→ **PROBLEMS AND TASKS**:
A - List every person named in the film review below.
B - Repeat the passage of the film review below starting with "Sharing centre stage" and going on through "towards calming Brian.".

→ **SOURCE**:
'''

Film review: Faith in a dark place
Directed by Jerry Jameson
Certificate 12A, 196 minutes
Released on Friday 25 September 2015
Before its dramatisation of the real events that took place in Atlanta, Georgia on 11 March 2005, Captive opens with a text from the Bible: Romans 5:20. “Typical Christian film,” I thought. “They’re now going to preach to me.” But the next 15 minutes proceed in silence from the protagonist – Brian Nichols (the accomplished British actor, David Oyelowo). Nichols is a muscular former American footballer, who escapes custody at Fulton County Courthouse, killing four people in the process. A large-scale hunt for him ensues, during which time Nichols takes a recovering drug addict hostage for seven hours. Now the stage is set for a typical cop-catches-bad-guy Hollywood thriller – but again my expectation was overturned as the film focuses not on the hunt, but on what happened during those fraught seven hours in which Ashley Smith (Kate Mara) is detained. Quietly and thought-provokingly, the film shines a light on how faith and determination can be found in even the darkest of situations.
One of the film’s turning points is when Nichols holds the recovering addict at gunpoint and asks her to make a life-or-death decision: Take drugs, right now, or be killed. When I met Oyelowo the day before Captive’s UK release, he said: “If I were taken hostage, for seven hours, by this murderer, and told to take meth or I would be killed… I’ve never taken any drugs myself [but] I can’t promise you that I wouldn’t.” What would you or I do in that situation? That’s one of the many questions this film provokes. It doesn’t preach, or make overt judgements, but presents life as it was on that day in 2005, engaging us in the emotions, prejudices and perceptions of various participants.
Sharing centre stage with the film’s two leads is a book: Rick Warren’s famous devotional, The Purpose Driven Life. The book is given to Smith during a recovery group meeting, and, in desperation, she ends up reading sections from the book at random to her captor. The film makes clear that Brian was raised within the Church and hints that Ashley might’ve been too. For this reason, it didn’t seem kitsch that Rick Warren’s words contribute towards calming Brian.

'''

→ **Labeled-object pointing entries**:
'''

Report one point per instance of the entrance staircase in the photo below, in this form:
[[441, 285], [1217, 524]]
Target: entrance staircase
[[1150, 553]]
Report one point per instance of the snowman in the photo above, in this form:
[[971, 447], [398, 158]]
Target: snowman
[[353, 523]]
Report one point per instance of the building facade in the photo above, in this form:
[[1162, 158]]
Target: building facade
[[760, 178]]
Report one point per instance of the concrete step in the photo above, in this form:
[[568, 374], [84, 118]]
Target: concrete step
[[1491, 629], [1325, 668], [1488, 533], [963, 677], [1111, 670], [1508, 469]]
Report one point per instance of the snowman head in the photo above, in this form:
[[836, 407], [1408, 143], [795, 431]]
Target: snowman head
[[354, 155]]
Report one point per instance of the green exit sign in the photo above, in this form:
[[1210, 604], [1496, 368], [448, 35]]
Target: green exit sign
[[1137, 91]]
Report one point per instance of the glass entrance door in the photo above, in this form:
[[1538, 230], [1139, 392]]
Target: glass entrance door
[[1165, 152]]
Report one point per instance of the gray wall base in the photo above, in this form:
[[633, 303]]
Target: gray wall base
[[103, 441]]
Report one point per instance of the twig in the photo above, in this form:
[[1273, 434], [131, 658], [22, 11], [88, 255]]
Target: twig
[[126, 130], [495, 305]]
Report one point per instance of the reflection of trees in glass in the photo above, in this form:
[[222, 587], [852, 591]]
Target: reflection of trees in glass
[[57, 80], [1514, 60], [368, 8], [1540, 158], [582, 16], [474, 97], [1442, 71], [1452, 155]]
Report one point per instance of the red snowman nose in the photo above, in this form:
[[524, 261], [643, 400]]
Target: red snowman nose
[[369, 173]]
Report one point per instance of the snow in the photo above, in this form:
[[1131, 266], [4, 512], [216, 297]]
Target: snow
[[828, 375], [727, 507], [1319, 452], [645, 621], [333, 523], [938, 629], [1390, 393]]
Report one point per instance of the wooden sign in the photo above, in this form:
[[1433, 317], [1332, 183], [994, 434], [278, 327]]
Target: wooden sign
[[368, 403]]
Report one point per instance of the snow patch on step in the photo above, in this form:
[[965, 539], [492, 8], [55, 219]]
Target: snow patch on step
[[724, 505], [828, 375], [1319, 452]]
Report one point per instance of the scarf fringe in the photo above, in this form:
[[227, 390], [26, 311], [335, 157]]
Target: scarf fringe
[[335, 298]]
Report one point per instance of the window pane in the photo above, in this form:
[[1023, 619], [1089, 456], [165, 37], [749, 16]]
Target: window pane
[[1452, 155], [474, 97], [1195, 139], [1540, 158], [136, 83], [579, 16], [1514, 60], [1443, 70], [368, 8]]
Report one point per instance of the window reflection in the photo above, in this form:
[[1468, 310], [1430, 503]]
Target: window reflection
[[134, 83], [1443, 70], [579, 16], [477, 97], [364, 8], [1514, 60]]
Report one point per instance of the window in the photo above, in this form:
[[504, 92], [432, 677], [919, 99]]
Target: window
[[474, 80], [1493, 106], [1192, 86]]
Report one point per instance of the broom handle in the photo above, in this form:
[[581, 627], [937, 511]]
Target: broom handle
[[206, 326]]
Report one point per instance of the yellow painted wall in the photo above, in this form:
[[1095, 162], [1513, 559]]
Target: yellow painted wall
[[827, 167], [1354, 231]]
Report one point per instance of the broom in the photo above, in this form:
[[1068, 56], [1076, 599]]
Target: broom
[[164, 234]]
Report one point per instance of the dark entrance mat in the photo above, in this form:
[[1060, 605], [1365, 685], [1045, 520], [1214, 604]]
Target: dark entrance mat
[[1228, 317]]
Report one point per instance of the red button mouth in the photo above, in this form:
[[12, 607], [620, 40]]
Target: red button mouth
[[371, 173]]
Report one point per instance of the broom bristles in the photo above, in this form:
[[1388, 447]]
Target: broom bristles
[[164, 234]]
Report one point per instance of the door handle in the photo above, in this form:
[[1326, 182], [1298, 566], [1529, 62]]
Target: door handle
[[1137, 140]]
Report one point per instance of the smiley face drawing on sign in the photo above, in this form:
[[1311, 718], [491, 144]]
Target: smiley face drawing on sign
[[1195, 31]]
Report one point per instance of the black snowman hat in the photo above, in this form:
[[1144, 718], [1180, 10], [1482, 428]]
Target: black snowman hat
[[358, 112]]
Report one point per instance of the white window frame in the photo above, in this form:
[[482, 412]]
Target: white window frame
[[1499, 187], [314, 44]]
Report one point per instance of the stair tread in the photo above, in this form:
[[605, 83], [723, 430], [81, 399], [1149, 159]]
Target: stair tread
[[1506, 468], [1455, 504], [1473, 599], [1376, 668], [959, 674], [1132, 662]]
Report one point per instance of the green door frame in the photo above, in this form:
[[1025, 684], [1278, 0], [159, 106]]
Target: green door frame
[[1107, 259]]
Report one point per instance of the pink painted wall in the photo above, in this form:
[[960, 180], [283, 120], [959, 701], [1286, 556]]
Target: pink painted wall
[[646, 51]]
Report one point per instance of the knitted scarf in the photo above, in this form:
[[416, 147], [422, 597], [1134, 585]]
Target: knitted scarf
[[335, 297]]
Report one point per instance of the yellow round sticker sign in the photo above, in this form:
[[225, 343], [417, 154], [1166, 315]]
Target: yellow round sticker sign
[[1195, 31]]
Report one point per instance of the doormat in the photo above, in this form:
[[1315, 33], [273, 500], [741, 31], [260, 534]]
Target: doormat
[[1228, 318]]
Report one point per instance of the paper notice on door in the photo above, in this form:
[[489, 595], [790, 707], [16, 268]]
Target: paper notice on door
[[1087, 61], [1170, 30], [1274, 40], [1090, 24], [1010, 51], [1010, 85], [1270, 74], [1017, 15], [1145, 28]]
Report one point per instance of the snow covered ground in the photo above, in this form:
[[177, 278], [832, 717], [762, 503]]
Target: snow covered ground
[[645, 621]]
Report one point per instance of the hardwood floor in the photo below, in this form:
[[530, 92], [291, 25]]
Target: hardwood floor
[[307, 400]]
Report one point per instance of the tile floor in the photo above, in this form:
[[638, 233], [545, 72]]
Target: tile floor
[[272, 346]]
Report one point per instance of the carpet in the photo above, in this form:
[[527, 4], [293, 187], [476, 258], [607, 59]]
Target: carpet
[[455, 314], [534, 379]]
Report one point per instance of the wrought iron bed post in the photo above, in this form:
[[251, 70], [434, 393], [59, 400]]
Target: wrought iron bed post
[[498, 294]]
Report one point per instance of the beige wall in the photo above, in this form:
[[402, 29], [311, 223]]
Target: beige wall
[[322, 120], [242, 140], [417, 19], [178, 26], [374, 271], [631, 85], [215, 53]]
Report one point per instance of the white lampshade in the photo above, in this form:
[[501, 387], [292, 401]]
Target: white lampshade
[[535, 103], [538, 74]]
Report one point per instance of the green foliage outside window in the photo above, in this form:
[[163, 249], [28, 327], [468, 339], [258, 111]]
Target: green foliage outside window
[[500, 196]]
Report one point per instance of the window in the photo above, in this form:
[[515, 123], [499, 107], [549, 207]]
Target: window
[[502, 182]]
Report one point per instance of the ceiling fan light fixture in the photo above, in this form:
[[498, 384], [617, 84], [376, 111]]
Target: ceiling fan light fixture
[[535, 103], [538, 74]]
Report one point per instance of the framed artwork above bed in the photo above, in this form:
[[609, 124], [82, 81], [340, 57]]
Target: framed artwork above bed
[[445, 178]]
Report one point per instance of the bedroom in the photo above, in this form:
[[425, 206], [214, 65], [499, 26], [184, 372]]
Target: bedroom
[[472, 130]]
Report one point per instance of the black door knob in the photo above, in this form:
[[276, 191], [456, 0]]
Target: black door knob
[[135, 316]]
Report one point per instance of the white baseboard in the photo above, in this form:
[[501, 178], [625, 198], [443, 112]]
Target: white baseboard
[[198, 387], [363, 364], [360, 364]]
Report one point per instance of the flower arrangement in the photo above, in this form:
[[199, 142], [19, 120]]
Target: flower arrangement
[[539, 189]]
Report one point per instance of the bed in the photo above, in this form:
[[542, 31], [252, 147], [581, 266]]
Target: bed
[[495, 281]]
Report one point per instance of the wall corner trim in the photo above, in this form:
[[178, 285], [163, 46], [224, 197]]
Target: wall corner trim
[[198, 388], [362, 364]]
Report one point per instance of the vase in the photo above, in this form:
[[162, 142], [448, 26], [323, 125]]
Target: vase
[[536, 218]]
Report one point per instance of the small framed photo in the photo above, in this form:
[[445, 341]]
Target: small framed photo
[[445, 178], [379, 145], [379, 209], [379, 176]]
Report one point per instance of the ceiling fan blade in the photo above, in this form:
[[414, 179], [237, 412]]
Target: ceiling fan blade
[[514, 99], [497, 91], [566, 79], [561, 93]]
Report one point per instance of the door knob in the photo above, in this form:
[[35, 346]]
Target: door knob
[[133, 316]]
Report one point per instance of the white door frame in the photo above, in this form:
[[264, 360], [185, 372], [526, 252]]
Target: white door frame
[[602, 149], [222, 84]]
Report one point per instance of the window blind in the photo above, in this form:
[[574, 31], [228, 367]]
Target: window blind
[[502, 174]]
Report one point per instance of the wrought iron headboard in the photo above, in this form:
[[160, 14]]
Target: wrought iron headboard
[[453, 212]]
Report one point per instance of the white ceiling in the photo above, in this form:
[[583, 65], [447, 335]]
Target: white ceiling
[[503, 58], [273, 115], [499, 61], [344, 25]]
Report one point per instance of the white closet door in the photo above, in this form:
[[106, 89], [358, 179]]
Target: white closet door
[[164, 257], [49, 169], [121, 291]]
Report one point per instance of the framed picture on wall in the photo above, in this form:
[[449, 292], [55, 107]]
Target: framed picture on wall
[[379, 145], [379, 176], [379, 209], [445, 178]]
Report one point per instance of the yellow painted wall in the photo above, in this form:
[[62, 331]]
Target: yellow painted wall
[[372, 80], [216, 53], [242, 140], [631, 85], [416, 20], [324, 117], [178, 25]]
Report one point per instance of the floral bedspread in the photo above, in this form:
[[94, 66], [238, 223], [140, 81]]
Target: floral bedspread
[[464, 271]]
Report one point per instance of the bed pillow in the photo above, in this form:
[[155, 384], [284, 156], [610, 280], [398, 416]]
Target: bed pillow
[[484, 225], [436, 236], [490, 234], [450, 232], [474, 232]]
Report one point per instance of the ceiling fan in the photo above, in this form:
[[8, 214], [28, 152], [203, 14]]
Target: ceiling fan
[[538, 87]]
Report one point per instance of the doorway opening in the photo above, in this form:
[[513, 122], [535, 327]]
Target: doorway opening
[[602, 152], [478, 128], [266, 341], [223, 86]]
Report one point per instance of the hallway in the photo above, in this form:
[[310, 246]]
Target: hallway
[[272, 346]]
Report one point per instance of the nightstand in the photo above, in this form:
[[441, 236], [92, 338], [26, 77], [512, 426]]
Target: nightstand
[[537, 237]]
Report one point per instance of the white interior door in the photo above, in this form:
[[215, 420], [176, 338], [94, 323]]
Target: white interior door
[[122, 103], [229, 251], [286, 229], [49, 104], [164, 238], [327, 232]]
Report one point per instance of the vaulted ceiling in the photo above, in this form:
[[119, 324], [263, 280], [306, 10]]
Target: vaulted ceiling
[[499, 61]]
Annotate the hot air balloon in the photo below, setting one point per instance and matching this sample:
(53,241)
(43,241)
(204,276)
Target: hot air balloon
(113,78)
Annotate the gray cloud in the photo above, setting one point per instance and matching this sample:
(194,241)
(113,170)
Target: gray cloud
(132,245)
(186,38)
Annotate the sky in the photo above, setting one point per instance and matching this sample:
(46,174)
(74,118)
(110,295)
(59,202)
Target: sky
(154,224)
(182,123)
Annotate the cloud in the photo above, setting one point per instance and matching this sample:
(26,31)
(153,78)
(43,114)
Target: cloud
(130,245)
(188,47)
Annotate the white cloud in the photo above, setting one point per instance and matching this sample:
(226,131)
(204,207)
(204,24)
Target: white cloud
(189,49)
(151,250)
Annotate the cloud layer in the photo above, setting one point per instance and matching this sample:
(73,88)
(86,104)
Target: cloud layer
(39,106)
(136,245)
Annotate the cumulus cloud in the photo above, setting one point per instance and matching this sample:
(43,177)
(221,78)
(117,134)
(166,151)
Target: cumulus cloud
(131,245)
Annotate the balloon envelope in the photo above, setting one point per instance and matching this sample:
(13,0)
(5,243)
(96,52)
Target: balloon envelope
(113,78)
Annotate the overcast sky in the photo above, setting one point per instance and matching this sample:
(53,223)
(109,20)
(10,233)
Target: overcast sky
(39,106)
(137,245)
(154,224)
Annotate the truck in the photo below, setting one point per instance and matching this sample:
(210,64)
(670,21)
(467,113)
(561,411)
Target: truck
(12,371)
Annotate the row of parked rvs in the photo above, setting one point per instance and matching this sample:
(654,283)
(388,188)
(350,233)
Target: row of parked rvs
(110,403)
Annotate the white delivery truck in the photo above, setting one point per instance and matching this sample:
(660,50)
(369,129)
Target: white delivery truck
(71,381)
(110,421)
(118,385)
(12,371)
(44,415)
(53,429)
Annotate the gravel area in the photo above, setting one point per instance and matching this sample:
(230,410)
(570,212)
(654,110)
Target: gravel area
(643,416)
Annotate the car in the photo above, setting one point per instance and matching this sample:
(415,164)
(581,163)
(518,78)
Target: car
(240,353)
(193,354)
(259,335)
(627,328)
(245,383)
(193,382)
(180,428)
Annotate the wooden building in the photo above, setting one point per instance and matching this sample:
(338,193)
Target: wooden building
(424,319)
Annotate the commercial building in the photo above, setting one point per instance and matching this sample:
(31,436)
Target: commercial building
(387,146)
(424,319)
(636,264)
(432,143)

'''

→ **RESULTS IN ORDER**:
A - Jerry Jameson, Brian Nichols, David Oyelowo, Ashley Smith, Kate Mara, Rick Warren

B -
Sharing centre stage with the film’s two leads is a book: Rick Warren’s famous devotional, The Purpose Driven Life. The book is given to Smith during a recovery group meeting, and, in desperation, she ends up reading sections from the book at random to her captor. The film makes clear that Brian was raised within the Church and hints that Ashley might’ve been too. For this reason, it didn’t seem kitsch that Rick Warren’s words contribute towards calming Brian.